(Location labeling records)
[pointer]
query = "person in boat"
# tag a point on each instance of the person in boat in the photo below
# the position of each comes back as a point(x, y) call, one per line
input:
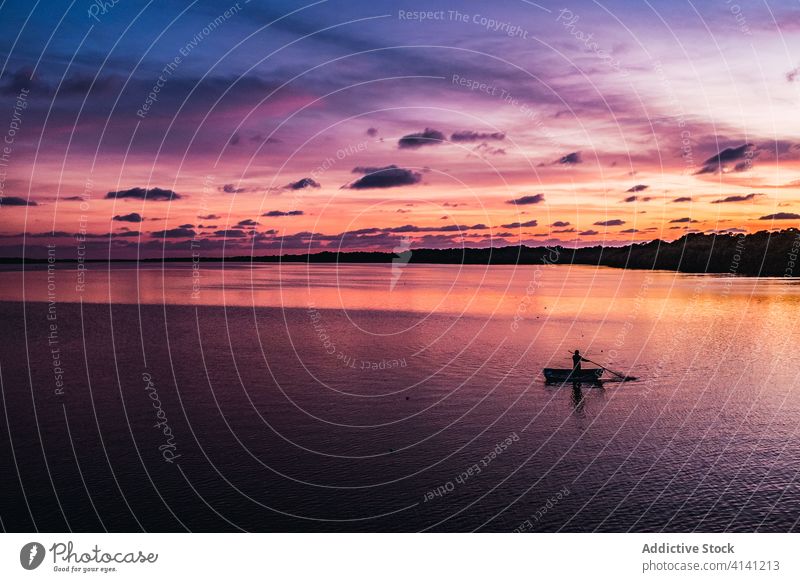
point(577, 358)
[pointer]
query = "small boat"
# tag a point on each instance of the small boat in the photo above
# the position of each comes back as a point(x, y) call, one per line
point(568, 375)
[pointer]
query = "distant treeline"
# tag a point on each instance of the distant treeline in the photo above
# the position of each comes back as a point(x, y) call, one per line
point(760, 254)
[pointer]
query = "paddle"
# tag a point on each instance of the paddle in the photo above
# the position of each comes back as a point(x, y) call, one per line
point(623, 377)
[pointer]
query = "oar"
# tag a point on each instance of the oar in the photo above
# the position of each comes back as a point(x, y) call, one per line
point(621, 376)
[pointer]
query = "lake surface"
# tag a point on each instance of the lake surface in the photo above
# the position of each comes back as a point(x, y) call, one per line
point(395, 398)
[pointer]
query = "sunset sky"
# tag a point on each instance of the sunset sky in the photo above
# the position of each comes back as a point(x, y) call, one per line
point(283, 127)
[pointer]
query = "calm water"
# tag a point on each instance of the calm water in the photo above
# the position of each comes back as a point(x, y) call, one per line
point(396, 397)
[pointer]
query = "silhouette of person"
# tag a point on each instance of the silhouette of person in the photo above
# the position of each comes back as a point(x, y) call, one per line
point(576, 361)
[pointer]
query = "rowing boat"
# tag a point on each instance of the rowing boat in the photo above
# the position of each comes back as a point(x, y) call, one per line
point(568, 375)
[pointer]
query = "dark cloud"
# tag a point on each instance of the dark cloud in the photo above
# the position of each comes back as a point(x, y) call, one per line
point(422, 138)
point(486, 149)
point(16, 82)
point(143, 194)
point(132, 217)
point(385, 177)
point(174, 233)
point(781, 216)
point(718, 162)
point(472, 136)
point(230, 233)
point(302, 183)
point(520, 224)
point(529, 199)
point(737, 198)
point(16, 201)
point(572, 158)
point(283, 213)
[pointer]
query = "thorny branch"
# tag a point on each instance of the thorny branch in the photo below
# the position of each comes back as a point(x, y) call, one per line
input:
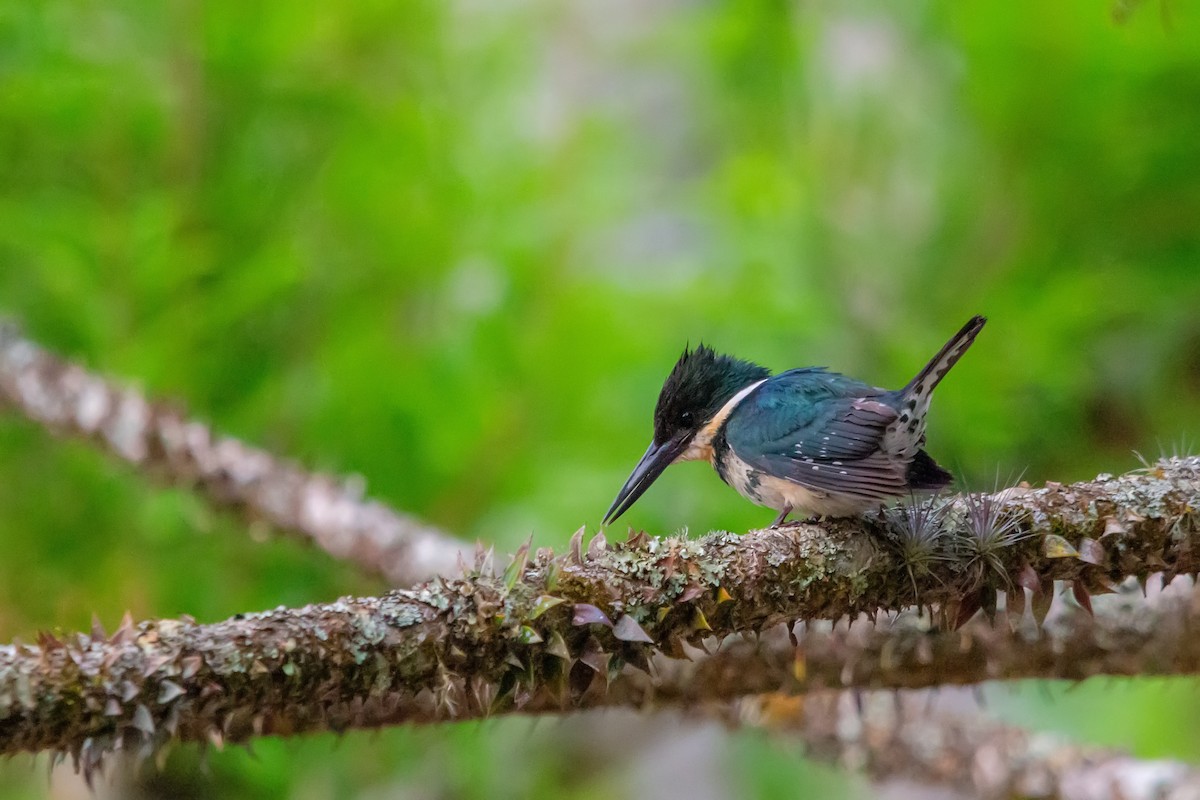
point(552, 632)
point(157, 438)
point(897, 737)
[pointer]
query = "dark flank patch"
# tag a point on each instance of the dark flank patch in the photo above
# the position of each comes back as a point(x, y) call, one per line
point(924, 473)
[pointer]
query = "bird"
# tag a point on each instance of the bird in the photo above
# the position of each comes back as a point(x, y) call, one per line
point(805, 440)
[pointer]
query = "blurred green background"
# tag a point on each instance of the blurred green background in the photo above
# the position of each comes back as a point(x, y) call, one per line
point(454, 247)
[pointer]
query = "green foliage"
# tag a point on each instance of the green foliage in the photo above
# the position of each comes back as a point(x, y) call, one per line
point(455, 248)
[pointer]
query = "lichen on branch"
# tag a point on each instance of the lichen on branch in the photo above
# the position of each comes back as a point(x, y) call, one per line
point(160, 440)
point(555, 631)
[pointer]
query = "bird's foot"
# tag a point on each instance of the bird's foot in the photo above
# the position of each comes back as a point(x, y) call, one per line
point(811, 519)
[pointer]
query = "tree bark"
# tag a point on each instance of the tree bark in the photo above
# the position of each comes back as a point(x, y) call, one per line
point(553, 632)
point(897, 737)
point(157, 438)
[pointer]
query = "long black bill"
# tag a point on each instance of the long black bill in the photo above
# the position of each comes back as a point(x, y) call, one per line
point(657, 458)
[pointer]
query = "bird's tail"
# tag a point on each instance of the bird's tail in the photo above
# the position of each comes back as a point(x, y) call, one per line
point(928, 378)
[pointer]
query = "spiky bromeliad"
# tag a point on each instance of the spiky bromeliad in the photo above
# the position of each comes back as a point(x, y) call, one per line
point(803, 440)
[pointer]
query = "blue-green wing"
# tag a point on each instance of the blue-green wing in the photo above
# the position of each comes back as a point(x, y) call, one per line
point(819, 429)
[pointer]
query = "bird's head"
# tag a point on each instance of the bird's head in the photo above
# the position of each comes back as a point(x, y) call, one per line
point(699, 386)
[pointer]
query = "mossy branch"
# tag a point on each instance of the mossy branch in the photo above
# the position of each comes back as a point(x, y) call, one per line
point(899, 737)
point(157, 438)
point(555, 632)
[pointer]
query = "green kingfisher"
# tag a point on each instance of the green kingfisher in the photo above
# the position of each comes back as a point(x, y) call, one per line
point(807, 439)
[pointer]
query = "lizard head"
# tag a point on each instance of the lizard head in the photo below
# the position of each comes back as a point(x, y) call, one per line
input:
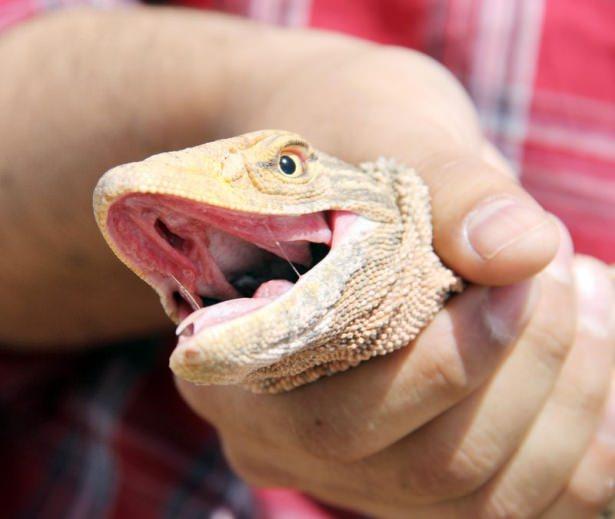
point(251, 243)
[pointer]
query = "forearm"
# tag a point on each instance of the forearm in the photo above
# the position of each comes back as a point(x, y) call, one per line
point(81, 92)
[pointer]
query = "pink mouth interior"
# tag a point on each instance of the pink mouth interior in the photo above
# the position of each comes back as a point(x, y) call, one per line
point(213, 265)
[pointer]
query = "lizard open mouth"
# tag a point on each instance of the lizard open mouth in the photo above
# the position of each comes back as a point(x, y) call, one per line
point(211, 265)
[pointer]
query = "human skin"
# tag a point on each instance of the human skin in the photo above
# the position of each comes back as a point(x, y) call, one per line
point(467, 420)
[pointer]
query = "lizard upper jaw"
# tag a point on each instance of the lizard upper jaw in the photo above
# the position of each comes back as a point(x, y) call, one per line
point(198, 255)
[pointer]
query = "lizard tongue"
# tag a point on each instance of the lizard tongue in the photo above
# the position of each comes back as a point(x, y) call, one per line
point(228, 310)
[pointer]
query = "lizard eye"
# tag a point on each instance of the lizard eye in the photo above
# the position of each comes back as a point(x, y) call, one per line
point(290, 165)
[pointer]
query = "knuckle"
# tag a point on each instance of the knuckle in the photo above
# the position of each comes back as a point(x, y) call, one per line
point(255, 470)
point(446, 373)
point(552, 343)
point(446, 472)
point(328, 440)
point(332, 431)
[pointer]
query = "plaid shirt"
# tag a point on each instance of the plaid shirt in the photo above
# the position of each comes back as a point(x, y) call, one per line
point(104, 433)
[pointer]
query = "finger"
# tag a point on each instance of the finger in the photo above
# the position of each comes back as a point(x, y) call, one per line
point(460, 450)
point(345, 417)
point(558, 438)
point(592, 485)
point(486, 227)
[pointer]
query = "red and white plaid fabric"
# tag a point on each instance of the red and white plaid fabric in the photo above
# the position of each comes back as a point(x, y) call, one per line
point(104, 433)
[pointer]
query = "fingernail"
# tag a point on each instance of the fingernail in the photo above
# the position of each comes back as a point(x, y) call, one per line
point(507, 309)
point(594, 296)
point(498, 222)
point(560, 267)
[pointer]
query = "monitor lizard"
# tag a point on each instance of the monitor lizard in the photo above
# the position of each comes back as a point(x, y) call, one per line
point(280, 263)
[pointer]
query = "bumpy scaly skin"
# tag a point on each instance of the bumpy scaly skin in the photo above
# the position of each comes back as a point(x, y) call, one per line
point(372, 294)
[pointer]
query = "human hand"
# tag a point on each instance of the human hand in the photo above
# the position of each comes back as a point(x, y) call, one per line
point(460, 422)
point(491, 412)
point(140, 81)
--
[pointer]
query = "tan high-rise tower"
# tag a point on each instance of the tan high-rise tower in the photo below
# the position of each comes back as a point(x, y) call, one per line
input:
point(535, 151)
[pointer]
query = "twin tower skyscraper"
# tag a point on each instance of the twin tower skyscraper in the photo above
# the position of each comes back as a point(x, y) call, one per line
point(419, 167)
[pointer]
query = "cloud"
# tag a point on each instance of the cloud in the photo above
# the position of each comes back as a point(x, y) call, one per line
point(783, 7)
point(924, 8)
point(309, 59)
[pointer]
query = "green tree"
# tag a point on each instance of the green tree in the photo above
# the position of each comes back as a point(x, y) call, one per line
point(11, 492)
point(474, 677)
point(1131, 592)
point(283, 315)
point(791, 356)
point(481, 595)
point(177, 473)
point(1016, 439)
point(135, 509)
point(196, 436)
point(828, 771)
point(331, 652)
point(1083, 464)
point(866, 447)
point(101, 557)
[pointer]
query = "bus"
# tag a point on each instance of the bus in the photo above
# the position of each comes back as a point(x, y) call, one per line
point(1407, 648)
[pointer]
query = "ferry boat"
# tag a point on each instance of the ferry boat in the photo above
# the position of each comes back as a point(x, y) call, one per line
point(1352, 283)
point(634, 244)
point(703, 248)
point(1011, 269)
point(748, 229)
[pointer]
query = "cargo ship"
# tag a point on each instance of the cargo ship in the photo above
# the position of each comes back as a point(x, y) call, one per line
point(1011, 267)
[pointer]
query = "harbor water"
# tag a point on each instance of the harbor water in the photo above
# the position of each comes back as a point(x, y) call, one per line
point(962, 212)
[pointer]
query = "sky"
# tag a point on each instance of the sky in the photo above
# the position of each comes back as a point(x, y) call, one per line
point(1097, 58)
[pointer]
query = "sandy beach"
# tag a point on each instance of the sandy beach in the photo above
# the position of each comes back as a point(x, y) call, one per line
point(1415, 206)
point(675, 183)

[Written task]
Report every line in the entries above that contains the string "human", copying each line in full.

[Task answer]
query = "human skin"
# tag a point on each instance of the human skin in the photo above
query = "human hand"
# tag a point on each instance of the human hand in the photo above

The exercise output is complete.